*WHAT TO WORK ON*. Convert every one of the entries below into a two-column CSV with the header instruction,points. Give one row per entry, holding its text and its answer, each in a single quoted field with line breaks replaced by spaces, and leave the pictures out.

*RECORDS FOR THE TASK*.
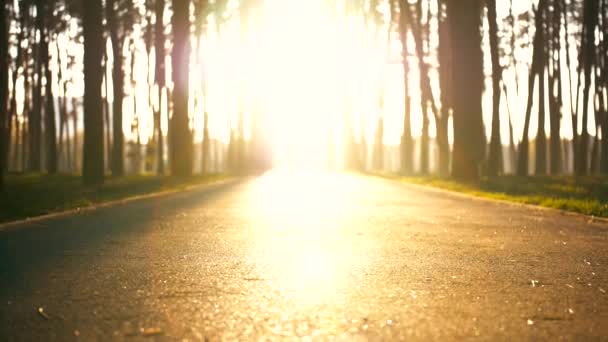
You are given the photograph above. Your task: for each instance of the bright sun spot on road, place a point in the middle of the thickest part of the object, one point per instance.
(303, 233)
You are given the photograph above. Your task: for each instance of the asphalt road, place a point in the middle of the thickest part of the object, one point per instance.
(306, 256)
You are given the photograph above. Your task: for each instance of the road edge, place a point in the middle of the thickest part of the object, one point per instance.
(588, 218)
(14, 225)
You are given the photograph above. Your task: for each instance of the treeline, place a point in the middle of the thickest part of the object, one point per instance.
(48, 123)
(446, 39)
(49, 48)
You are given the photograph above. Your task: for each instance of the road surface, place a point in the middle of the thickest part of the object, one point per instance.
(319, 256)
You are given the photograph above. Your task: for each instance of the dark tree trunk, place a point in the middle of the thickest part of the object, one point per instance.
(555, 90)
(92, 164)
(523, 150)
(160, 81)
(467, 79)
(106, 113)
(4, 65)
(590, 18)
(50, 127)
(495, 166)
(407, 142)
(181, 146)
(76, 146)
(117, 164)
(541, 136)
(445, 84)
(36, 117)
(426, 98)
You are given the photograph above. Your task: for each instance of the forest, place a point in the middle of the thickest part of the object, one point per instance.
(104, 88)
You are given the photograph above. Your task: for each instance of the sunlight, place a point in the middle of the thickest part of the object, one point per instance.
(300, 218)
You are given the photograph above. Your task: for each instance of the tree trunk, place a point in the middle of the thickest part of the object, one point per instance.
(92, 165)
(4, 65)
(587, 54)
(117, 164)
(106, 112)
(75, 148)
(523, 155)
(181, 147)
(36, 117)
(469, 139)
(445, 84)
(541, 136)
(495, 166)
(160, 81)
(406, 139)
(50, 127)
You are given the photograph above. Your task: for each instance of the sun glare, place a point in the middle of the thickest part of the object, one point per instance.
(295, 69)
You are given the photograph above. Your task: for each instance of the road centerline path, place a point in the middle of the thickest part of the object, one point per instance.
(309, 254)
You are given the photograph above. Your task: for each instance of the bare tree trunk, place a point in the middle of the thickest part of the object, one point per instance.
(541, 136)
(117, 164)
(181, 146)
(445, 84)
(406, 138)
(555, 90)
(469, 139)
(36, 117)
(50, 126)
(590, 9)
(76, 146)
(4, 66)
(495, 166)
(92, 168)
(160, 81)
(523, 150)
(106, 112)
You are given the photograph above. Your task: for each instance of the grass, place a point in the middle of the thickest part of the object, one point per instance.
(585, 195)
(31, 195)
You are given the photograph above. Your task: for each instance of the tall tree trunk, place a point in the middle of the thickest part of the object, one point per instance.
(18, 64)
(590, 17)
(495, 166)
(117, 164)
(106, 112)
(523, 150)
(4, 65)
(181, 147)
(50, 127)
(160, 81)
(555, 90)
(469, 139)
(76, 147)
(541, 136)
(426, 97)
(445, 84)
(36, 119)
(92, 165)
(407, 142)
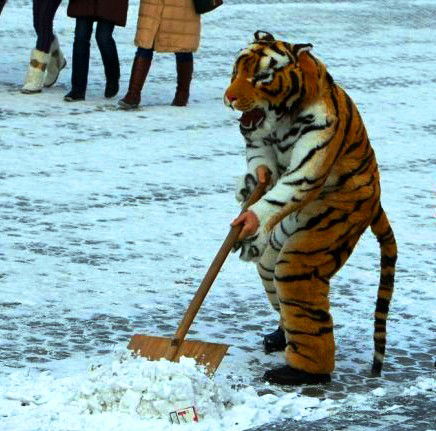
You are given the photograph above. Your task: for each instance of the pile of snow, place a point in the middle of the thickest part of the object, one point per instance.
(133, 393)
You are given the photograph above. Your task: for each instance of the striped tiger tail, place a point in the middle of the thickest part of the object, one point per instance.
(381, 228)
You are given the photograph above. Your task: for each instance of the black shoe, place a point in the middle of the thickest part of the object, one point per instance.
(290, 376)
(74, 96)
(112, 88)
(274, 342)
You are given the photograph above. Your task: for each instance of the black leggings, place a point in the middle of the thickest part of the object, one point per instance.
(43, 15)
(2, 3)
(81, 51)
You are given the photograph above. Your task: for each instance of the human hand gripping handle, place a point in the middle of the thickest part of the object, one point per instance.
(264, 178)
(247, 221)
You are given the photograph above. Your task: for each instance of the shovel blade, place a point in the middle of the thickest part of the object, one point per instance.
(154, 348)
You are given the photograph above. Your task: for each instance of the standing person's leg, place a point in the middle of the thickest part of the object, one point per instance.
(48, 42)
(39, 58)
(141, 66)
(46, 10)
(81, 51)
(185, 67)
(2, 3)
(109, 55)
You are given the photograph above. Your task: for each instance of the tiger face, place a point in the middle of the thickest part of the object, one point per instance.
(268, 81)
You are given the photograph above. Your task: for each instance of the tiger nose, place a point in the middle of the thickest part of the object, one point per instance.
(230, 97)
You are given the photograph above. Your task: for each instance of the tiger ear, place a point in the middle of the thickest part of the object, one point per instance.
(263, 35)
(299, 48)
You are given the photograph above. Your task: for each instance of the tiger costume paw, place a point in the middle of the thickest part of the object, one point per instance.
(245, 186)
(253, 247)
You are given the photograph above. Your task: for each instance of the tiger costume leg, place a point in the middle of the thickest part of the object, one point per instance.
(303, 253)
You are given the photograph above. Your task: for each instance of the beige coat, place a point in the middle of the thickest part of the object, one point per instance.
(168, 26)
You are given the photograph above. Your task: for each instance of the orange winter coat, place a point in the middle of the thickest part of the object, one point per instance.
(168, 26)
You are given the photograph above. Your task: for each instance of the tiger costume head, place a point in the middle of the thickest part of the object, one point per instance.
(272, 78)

*WRITTEN SOLUTION*.
instruction,points
"You are given the photograph above. Your task: for each instance of the bright sun spot on road, place a point in the middle of the thickest part of the object, one point per instance.","(303, 233)"
"You are given the photograph above. Your task: for each instance of the asphalt road, place a point in the middle of the thickest part of the object, one point per instance.","(306, 256)"
"You are given the photograph above. Your task: for each instance of the road edge, place a point in the middle of the thickest part of the object, one point per instance.","(588, 218) (14, 225)"
"You are given the photograph above. Your task: for each instance of the treeline, place a point in the middle of the thickest part of the object, one point per instance.","(48, 123) (446, 39) (49, 48)"
"You are given the photograph above. Your task: for each instance of the road surface, place a point in the middle of the thickest part of the object, one point per instance.","(319, 256)"
"You are given the photograph above. Your task: for each instance of the dark tree trunk, place a point in the middle of the thickest part of the object, one point per instance.","(555, 90) (92, 164) (523, 150) (160, 81) (467, 79) (106, 113) (4, 65) (590, 18) (50, 127) (495, 166) (407, 142) (181, 146) (76, 146) (117, 164) (541, 136) (445, 84) (36, 117) (426, 98)"
"You are given the photograph above. Your task: for each instance of the forest, place a point in the middle of the thickest part of the object, one point per instance.","(104, 88)"
"You are given the photograph above. Your task: for each instance of the sunlight, place a point in the middle of the thickest part of the object, one point per instance.","(300, 218)"
"You are given the photograph above. Your task: for each instance of the tree trunk, place a point in the middle of the thickest part of the object, one point per instance.","(92, 165) (4, 65) (587, 54) (117, 164) (106, 112) (75, 148) (523, 155) (181, 147) (36, 117) (469, 139) (445, 84) (541, 136) (495, 166) (160, 81) (406, 139) (50, 127)"
"You are given the photograph above. Your task: for each instance of the sun glare, place a point in the middle of the thickest part of the object, one point per instance.","(295, 69)"
"You are given the photograph above. Your task: for each instance of the road centerline path, place a point in the middle of the thickest part of the object, one point per instance.","(309, 254)"
"You are given the photograph above. Your task: for each instance of the bare tree trunk, place a point in the middle of the thickest part of the object, one point per instance.","(541, 136) (117, 164) (181, 146) (445, 84) (406, 138) (555, 90) (469, 139) (36, 117) (50, 126) (590, 9) (76, 146) (4, 66) (495, 166) (92, 168) (160, 81) (523, 150) (106, 112)"
"You are given the photograph above. Your task: for each instance of the grass, place a point in the middle of the thickest part of the object, one point per instance.","(585, 195) (31, 195)"
"You are given the photograph above. Your task: for each instance of the tall tree trunk, place a point in the middle of the thickest part of the object, one point per instance.","(18, 64) (590, 17) (495, 166) (117, 164) (106, 112) (523, 150) (4, 65) (181, 147) (50, 127) (160, 81) (555, 90) (469, 139) (76, 147) (541, 136) (426, 97) (445, 84) (36, 119) (92, 165) (407, 142)"
"You are given the photograph above. Your task: for each instance of the pile of snow, place a point in the middle of the thickest part of the object, one point per instance.","(133, 393)"
"You are given the photograph above. Your task: for each instance of the striped tiger tail, place a point in the middle of the thickest part of the object, one point per instance.","(381, 228)"
"You are given the photograph above. Your task: for each instance of the black shoe, place a point in the middle of the thickest part of the object, one point per instance.","(290, 376) (74, 96) (112, 88) (274, 342)"
"You are given the photograph above. Your task: for each instance of the black leggings, place a point in the middle of the thickest part of the object, one point per instance.","(43, 15) (2, 3) (81, 51)"
"You are given the photograph above. Your task: for each instance of the human hand gripping handle, place a point in the middle of the thickest part of the object, one point per instance.","(264, 178) (247, 221)"
"You are given the photograph above. Your task: for each instance of the shovel blade, place a point in the middle of the thickest part of the object, one point per instance.","(154, 348)"
"You are given the photograph above. Your task: for each instance of the standing person's leg, place a point in the middle of the thickest part of the object, one point per instance.","(48, 42) (39, 58) (141, 66) (46, 10) (81, 51) (185, 67) (2, 3) (109, 55)"
"You are given the photograph above. Your task: for each instance of the tiger face, place a point in the middle of the thickest part of the object, one point per instance.","(268, 81)"
"You are given the photograph above. Your task: for each instance of the tiger nose, place a point in the middle of the thickest part of the object, one point per instance.","(230, 97)"
"You are given the photograph above. Your task: for each instance of the tiger ear, place a point in the middle of the thickest part of the object, one point per instance.","(263, 35) (299, 48)"
"You are given the photograph above. Your task: for each instance of the tiger costume paw, place a point in the middle of the thickest part of the object, one point per instance.","(245, 186) (253, 247)"
"You are given the photograph above. Your task: for each instance of the tiger costume leg, place a point in the middle of the thickest part of the object, one point per instance.","(303, 253)"
"You are given the photograph above. Your task: for each instance of the beige coat, place a point in the middle of the thickest part of the object, one point per instance.","(168, 26)"
"You are given the photograph above. Your task: for each instance of the orange winter coat, place a point in the middle of the thickest part of the object, one point per instance.","(168, 26)"
"You are given the photograph above. Your task: for each instance of the tiger costume head, place a point in the middle of the thickest part of the object, one point per instance.","(272, 78)"